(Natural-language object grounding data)

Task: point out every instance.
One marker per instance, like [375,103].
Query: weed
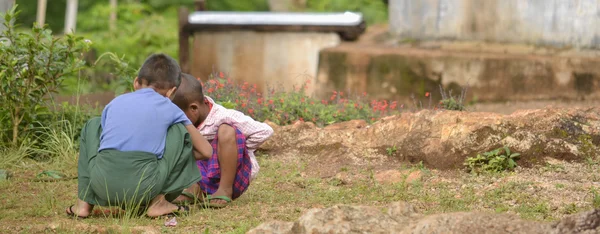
[450,102]
[497,160]
[391,150]
[595,198]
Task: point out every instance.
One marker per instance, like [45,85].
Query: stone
[444,139]
[389,176]
[584,222]
[357,123]
[402,217]
[414,177]
[273,227]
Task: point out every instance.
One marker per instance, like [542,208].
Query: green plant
[32,66]
[595,198]
[497,160]
[391,150]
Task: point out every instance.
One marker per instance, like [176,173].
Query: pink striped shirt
[255,132]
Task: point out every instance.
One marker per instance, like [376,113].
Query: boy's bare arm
[202,148]
[256,132]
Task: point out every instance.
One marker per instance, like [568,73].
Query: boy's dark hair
[190,91]
[160,71]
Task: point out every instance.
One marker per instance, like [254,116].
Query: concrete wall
[541,22]
[397,73]
[272,59]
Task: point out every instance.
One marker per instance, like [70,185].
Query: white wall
[282,58]
[540,22]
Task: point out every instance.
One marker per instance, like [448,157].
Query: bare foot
[81,209]
[192,194]
[159,206]
[228,192]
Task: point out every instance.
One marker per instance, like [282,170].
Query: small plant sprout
[497,160]
[391,150]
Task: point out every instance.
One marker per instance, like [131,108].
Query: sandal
[209,204]
[71,214]
[181,210]
[195,199]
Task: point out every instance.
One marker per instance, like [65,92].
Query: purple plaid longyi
[211,172]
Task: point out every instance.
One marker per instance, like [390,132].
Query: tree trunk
[71,16]
[113,15]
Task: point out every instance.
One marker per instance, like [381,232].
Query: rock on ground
[444,139]
[401,218]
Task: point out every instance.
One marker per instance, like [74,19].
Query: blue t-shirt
[139,121]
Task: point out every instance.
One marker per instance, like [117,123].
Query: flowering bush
[284,108]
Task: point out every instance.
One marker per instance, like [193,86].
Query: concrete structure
[274,59]
[263,48]
[563,23]
[399,72]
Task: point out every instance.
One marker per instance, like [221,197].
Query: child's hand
[202,148]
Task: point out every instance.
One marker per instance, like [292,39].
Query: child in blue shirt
[140,141]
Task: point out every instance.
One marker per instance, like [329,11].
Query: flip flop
[209,198]
[71,214]
[178,212]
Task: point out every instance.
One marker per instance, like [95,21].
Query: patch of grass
[284,191]
[538,210]
[497,160]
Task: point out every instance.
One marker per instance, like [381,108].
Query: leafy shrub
[283,107]
[497,160]
[450,102]
[33,66]
[374,11]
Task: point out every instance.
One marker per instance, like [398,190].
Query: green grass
[284,191]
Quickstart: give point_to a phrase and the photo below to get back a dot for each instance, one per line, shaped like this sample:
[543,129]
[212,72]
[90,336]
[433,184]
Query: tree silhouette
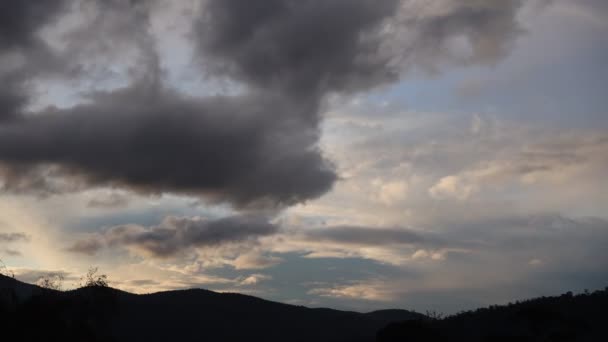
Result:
[51,282]
[93,279]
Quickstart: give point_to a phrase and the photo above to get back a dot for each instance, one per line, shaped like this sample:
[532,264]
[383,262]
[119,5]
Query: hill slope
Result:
[565,318]
[104,314]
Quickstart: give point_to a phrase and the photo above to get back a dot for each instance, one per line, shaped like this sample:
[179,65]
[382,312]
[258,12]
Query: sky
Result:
[356,154]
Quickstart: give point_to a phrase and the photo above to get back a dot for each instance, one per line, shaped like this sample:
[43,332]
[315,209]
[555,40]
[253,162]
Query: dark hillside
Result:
[105,314]
[565,318]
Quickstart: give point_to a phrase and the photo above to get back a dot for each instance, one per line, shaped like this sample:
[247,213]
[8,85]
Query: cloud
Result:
[175,235]
[457,32]
[13,237]
[296,46]
[254,261]
[257,148]
[254,279]
[111,200]
[370,290]
[370,236]
[241,150]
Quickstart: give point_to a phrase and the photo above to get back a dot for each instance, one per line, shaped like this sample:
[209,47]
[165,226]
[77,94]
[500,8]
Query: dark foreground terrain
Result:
[31,313]
[565,318]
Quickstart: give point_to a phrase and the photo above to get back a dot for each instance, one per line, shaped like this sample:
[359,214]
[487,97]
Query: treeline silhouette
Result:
[569,317]
[96,312]
[100,313]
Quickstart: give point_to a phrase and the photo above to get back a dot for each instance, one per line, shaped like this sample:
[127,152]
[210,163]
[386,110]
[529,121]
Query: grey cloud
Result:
[489,29]
[12,252]
[20,20]
[174,235]
[32,276]
[254,149]
[301,47]
[88,246]
[369,236]
[240,149]
[13,237]
[113,200]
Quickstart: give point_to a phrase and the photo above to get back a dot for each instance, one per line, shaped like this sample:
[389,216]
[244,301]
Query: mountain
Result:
[105,314]
[568,317]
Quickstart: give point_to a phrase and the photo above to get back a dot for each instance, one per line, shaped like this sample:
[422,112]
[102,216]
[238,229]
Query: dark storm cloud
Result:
[305,48]
[247,150]
[254,149]
[174,235]
[20,20]
[113,200]
[488,27]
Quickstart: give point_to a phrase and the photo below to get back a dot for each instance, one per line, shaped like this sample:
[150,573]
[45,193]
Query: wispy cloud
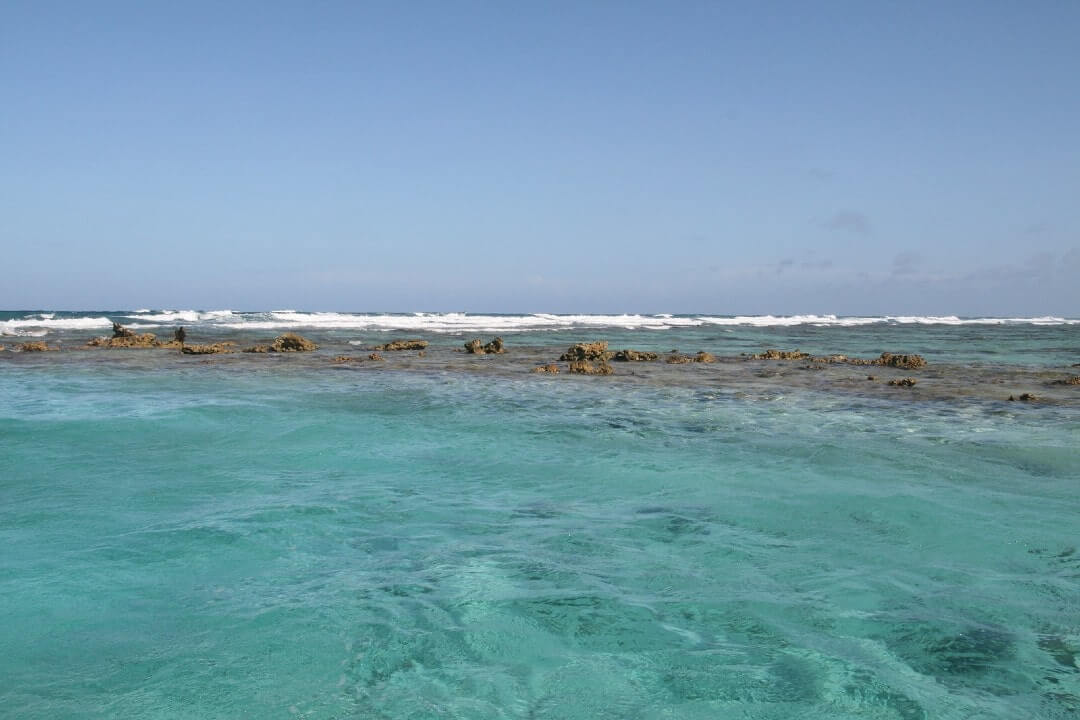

### Work task
Count how many lines in the entries hold "cloud" and reply with that number alone.

### Final answer
4